▶ _DATASET CONTENT_:
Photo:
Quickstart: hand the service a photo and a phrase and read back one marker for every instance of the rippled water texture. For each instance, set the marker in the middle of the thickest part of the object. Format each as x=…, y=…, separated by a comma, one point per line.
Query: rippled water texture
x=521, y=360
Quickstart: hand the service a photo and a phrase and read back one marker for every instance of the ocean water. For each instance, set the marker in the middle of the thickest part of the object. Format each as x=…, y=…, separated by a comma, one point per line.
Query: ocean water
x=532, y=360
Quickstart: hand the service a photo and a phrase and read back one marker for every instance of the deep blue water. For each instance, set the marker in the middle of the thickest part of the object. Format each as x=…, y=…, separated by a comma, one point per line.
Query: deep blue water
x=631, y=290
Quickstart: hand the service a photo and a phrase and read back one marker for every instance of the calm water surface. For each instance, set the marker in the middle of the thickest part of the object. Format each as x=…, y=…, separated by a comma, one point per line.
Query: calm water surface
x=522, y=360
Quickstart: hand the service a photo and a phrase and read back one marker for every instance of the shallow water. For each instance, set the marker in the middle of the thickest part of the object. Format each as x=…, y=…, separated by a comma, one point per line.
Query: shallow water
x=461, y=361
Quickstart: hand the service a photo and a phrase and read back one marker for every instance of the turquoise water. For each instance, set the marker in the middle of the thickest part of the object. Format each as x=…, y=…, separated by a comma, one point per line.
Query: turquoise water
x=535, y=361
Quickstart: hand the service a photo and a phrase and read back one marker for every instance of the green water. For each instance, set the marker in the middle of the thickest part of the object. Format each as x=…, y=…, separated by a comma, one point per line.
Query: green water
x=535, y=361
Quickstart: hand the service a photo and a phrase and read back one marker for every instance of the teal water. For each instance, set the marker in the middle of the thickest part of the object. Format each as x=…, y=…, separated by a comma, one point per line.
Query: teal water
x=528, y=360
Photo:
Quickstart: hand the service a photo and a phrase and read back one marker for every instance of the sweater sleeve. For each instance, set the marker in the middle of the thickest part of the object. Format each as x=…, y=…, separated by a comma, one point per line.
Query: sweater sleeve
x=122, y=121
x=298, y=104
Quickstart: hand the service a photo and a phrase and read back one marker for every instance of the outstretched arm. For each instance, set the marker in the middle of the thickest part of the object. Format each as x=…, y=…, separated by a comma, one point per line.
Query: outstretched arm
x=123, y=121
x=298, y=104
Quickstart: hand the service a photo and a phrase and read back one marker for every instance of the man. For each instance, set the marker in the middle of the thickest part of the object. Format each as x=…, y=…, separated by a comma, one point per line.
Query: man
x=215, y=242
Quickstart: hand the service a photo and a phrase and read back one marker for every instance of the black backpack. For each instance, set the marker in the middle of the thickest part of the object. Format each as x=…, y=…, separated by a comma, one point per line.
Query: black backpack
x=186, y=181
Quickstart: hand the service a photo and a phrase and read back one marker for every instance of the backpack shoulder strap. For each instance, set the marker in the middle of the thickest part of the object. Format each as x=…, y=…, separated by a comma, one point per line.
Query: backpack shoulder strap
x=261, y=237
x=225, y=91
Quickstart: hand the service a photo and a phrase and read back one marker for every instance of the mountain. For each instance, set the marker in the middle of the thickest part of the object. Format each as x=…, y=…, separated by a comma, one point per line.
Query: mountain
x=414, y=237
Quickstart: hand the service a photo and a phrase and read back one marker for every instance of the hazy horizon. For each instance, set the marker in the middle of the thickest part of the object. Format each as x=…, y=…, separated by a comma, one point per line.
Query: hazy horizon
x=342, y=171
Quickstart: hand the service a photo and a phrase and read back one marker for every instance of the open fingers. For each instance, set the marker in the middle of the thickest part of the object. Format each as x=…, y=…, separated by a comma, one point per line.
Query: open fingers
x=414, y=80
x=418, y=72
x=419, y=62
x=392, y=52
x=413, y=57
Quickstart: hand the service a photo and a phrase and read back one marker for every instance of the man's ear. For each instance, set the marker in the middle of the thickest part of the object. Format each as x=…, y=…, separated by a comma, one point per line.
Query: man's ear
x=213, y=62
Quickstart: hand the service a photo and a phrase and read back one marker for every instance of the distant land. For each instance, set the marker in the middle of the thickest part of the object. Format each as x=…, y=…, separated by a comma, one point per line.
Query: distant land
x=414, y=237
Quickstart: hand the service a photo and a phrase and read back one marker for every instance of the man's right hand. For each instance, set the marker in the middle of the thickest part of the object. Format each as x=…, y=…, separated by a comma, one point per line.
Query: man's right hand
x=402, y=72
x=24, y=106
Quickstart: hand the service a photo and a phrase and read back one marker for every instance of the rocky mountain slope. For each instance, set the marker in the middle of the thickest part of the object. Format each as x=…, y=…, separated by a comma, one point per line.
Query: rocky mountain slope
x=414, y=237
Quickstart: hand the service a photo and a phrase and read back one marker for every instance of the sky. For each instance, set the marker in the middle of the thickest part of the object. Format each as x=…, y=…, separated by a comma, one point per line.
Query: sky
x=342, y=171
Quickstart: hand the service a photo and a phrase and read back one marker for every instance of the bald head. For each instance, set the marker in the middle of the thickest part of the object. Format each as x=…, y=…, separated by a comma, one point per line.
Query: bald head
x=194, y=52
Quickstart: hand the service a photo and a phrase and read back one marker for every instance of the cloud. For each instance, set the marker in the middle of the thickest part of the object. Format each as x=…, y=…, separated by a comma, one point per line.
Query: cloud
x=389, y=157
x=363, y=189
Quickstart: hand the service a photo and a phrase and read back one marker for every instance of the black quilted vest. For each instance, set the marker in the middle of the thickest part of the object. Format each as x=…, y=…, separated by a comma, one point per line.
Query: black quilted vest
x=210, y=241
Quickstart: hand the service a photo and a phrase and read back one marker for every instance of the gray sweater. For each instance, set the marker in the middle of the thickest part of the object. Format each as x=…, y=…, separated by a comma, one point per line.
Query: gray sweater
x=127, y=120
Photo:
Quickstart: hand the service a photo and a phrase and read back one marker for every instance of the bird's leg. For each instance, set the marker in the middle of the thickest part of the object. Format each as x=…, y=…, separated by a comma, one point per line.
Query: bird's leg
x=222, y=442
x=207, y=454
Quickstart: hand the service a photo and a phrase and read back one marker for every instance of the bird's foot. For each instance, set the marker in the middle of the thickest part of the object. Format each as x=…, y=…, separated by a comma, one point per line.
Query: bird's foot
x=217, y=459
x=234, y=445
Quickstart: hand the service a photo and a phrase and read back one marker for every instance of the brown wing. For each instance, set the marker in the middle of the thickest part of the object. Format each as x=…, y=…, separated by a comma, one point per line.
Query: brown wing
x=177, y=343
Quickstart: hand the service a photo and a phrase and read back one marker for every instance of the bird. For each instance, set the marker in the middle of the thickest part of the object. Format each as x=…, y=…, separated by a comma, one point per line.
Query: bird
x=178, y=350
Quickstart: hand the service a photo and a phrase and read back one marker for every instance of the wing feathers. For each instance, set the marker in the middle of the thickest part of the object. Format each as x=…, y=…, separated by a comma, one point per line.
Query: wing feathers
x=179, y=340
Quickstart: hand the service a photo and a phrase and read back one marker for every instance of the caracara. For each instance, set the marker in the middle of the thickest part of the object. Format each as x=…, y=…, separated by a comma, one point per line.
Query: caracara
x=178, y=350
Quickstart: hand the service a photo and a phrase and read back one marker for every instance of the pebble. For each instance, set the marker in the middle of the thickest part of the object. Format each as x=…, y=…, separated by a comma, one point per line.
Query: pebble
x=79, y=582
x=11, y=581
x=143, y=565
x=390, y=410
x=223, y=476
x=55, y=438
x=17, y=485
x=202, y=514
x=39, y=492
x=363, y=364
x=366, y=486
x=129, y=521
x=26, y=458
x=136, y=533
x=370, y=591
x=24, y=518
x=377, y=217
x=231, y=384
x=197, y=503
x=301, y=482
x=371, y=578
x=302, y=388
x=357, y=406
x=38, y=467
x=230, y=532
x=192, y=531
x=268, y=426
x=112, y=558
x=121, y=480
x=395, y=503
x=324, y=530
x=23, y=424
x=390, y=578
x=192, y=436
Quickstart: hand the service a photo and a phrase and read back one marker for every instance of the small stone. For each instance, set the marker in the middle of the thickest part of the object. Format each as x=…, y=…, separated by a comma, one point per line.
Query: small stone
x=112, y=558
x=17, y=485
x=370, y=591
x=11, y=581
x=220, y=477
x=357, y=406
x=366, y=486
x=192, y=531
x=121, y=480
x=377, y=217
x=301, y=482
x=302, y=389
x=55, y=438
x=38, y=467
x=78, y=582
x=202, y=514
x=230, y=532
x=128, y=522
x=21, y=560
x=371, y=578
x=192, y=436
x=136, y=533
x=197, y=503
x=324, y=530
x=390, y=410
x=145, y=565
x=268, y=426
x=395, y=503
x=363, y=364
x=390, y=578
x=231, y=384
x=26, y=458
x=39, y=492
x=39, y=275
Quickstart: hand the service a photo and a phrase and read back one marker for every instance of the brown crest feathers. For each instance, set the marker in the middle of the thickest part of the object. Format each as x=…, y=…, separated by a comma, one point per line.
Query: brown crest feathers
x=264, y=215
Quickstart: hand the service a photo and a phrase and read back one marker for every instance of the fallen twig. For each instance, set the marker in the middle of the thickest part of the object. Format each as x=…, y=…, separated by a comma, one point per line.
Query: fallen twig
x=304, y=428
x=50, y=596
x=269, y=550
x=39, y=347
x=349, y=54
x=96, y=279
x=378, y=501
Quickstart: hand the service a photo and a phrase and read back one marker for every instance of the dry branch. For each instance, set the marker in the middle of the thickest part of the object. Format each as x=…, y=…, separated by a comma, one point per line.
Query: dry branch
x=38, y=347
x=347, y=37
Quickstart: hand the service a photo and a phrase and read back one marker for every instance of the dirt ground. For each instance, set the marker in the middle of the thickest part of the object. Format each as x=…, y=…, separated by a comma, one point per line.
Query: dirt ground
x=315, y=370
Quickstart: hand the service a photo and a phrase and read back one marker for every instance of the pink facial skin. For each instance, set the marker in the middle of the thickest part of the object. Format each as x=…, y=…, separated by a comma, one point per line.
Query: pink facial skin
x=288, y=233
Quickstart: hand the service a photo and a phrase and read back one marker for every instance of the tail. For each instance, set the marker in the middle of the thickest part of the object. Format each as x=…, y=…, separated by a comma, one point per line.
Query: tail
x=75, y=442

▶ _EXERCISE TASK_: Copy everything from the line containing "of the wing" down to the line containing "x=179, y=340", swapping "wing feathers" for "flight feathers" and leaving the rest unchanged.

▶ _WRITTEN SOLUTION_:
Quickstart: hand the service a photo and a phrase and read back one marker for every instance of the flight feathers. For each instance, set the marker in the middle of the thickest part of the object. Format each as x=…, y=…, separated by a comma, one point per line.
Query: flight feathers
x=179, y=340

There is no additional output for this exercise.